_Texte fourni:_

**********

Un soupçon de technique...
Hurlements se situe nettement dans la lignée des jeux qui s’attachent à
gommer les règles au profit de l’atmosphère. La création du personnage
est un bon exemple de cette démarche. Le joueur aura en tout et pour
tout à tirer deux dés : 1d4 pour définir son origine sociale (même s’il
est amnésique au début du jeu, le meneur de jeu peut avoir envie, de
temps en temps, de lui offrir un « flash-back » et ld12 pour déterminer
sa « nature » animale (à propos de cette dernière, la liste couvre à
peu près tout ce que les joueurs peuvent désirer... et même plus : qui
avait jusqu’à présent imaginé jouer un rat-garou ?).
A partir de ces deux éléments, le meneur de jeu va devoir décrire
au joueur sa première rencontre avec le Veneur. C’est un moment
important, et pour éviter qu’il soit bâclé, les auteurs ont consacré
six pages à nous fournir des exemples de prise de contact.
Tous les aspects « techniques » de la création du personnage sont
également entre les mains du meneur de jeu. Ce n’est pas un très gros
travail : il n’y a que trois caractéristiques (Réflexes, Physique,
Mental), notées sur cent. Leur score se calcule en additionnant la note
« humain standard » et celle de la forme animale du personnage-joueur.
Le système de résolution est simple. Chaque fois que le joueur
tente une action, le meneur de jeu lui indique la caractéristique
concernée, plus un éventuel bonus. Le joueur jette ld100. S’il fait
moins que le montant indiqué, il réussit. Pour aider le meneur de jeu à
décider quelle caractéristique est utile pour réaliser telle action, il
existe une liste d’aptitudes très complète, avec en regard la
caractéristique concernée... Il est conseillé de ne pas la donner aux
joueurs - rien ne doit les distraire de leur rôle. Après une ou deux
parties, ce système obligera le meneur de jeu à un peu de paperasserie
: le système d’expérience prévoit en effet que chaque aptitude
progresse séparément des autres, et il faudra qu’il en garde une trace.

**********

_Extrait des données:_

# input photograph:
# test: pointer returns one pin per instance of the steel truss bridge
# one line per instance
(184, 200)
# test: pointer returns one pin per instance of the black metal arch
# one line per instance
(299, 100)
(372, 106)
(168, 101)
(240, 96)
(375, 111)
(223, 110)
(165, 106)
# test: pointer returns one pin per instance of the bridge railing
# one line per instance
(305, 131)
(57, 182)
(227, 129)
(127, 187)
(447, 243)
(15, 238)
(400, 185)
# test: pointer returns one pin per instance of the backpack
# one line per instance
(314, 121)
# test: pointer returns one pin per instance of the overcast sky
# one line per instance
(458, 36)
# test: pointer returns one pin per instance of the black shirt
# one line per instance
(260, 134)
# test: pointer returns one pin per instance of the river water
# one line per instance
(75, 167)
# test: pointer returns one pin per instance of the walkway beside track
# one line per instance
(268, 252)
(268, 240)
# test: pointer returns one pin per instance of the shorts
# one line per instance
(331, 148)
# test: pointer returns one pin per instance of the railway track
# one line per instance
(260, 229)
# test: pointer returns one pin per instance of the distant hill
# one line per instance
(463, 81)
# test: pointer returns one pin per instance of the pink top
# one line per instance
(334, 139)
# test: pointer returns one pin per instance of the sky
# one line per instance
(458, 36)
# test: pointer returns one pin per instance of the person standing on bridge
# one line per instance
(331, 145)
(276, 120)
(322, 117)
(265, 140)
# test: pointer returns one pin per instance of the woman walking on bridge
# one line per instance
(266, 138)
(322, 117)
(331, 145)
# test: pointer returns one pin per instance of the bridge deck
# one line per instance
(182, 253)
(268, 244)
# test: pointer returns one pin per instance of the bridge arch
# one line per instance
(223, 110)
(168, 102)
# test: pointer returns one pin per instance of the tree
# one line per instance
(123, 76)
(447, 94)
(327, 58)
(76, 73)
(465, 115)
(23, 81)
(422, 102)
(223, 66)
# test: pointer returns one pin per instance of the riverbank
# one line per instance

**********

_Objectif visé:_ Selon le texte fourni, quelles sont les trois caractéristiques d'un personnage de Hurlements ? Les lignes proviennent d'une autre source que le texte.

_Réponse attendue:_ Réflexes, Physique et Mental.